Start of Information provided

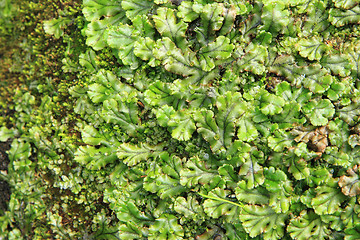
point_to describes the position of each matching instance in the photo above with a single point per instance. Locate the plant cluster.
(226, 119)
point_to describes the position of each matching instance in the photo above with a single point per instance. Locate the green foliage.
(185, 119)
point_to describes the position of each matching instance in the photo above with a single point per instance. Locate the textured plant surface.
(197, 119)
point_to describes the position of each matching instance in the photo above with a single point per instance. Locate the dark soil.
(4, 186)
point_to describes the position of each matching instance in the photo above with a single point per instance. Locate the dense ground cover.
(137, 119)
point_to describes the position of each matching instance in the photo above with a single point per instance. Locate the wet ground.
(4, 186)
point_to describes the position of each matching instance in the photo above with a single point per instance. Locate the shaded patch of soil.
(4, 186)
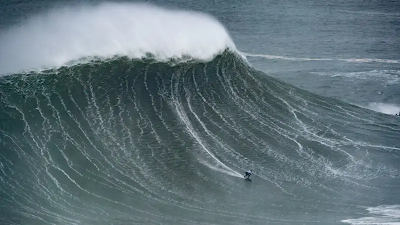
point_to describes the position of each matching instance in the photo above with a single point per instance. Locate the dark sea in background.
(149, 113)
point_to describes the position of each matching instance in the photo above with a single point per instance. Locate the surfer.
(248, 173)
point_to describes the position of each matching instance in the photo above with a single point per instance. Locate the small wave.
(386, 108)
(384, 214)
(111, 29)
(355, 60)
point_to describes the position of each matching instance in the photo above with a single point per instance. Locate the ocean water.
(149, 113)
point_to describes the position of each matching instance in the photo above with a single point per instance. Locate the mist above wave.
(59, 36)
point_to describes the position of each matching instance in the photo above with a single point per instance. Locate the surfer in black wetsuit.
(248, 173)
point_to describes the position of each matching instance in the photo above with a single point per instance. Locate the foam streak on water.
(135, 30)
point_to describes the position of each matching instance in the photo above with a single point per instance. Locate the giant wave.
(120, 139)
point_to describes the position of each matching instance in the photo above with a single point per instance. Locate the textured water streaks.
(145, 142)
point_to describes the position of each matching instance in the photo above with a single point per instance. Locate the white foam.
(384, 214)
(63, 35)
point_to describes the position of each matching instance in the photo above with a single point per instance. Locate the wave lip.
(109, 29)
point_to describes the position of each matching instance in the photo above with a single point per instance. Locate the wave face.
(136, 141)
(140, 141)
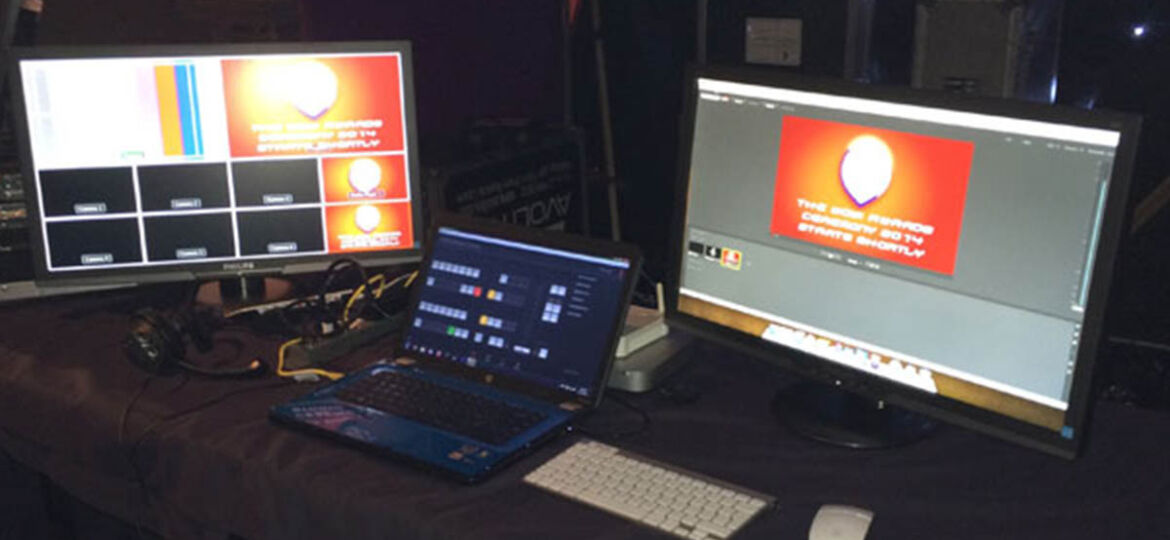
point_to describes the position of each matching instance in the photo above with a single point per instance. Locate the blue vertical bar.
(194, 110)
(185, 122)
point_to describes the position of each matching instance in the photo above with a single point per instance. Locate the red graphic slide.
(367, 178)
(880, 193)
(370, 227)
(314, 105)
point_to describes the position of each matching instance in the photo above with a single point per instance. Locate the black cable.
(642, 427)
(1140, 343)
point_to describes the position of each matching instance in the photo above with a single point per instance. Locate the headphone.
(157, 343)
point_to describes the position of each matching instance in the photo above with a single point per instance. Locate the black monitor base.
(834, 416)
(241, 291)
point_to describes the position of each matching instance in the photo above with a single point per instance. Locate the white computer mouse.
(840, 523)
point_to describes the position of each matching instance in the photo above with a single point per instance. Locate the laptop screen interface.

End of Information provided

• [The task]: Take every line from the one containing "the black cable." to the end of the listing and output it exactly, with nothing else.

• [Reply to the exercise]:
point_to describes the position of each matching instance in the photo above with a single point per instance. Locate the black cable.
(642, 427)
(1140, 343)
point_to describes the position of each matching instance in the photo above with a single point per instance. Locate the headphone.
(157, 343)
point_to describes the position of each matching instance in the photo above with a single point per instance. Locate the black monitor base.
(834, 416)
(241, 291)
point_to describes the position of each matching instance in the photo above with a single point per instance. Locate the white computer mouse.
(840, 523)
point_to describes the position of each matching instance in the photo above with a single point per instance. Locate the laptop screen interface.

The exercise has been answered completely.